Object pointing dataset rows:
=-=-=-=-=
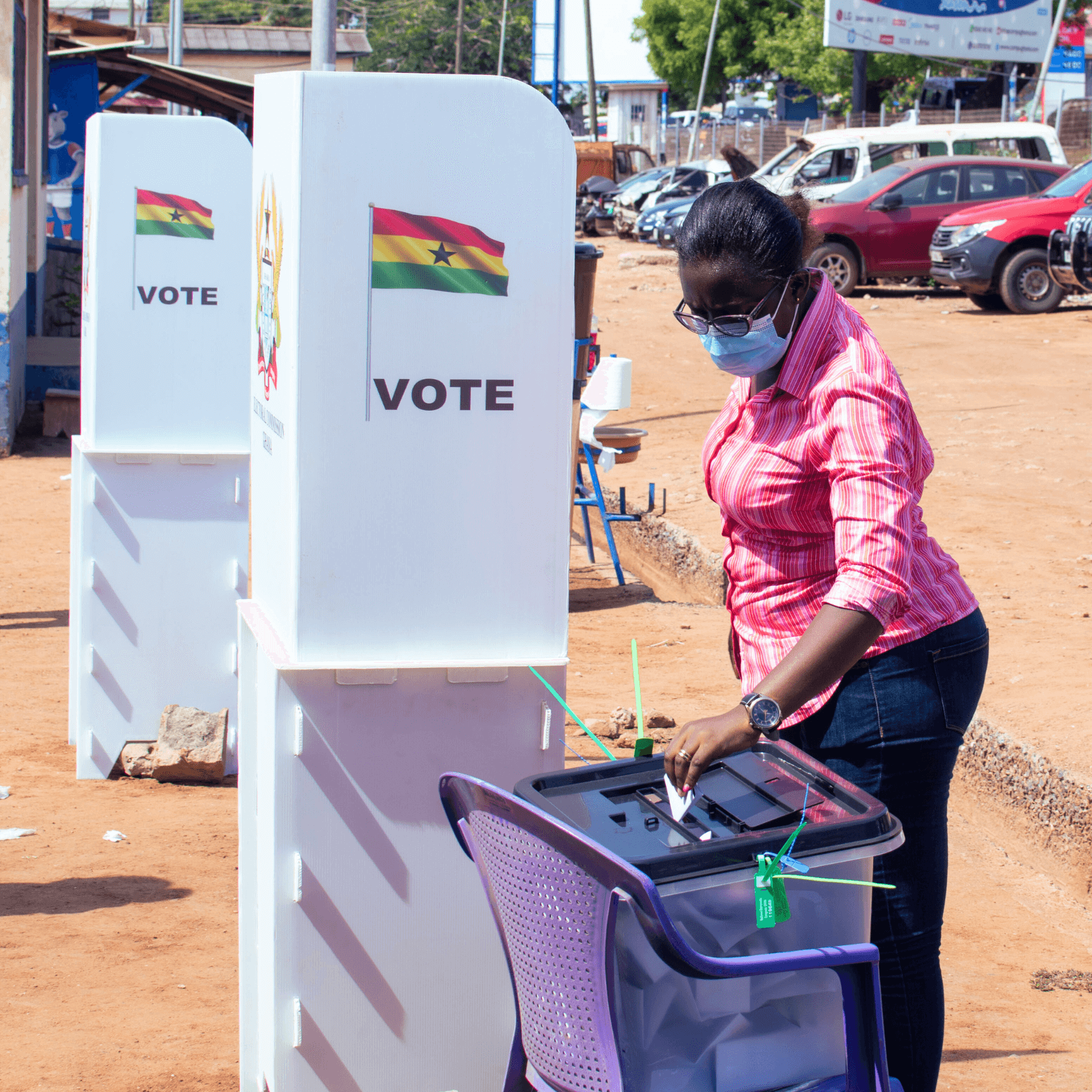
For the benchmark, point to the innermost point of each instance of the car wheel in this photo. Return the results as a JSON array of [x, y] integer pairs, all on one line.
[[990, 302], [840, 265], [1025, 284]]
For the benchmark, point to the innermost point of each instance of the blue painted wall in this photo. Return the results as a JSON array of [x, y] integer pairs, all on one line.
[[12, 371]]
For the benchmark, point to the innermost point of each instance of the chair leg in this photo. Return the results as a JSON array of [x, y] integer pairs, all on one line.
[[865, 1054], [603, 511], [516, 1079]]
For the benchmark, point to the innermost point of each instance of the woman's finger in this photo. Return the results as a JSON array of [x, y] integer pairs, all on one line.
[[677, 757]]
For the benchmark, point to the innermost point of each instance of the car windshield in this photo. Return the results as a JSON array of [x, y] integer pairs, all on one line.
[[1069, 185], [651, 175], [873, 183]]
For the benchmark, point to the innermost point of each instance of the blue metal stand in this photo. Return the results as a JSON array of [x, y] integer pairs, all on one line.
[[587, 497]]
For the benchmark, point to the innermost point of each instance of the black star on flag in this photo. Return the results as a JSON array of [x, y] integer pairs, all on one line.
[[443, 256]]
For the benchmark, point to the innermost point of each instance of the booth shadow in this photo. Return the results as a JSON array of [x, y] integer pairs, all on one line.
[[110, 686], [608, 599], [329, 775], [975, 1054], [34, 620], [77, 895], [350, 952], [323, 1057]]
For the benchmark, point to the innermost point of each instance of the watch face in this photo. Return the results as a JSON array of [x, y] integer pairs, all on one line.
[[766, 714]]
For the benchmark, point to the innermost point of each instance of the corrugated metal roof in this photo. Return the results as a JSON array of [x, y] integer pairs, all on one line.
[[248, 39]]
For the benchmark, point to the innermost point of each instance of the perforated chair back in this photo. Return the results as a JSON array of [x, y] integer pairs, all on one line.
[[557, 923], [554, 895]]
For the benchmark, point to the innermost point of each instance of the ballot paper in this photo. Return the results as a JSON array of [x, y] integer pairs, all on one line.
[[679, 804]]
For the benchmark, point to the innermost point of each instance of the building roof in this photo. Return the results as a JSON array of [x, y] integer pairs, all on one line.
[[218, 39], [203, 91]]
=-=-=-=-=
## EXERCISE GOAL:
Rewrite the stretch from the line containing "of the ballot" through the end of the data, swapping "building roof" for "rooftop" and leaving everything else unchanged.

## THE RESULT:
For the benchmark, point to the innermost point of each instance of the ballot paper in this photo. Return the results as a JSON array of [x, y] integer pairs, all on one line.
[[679, 804]]
For the benchmark, point to the innermost point of each instance of the rooftop in this photo. Return the results as a JSON array of [x, y] integer pairs, all on one line.
[[218, 39], [203, 91]]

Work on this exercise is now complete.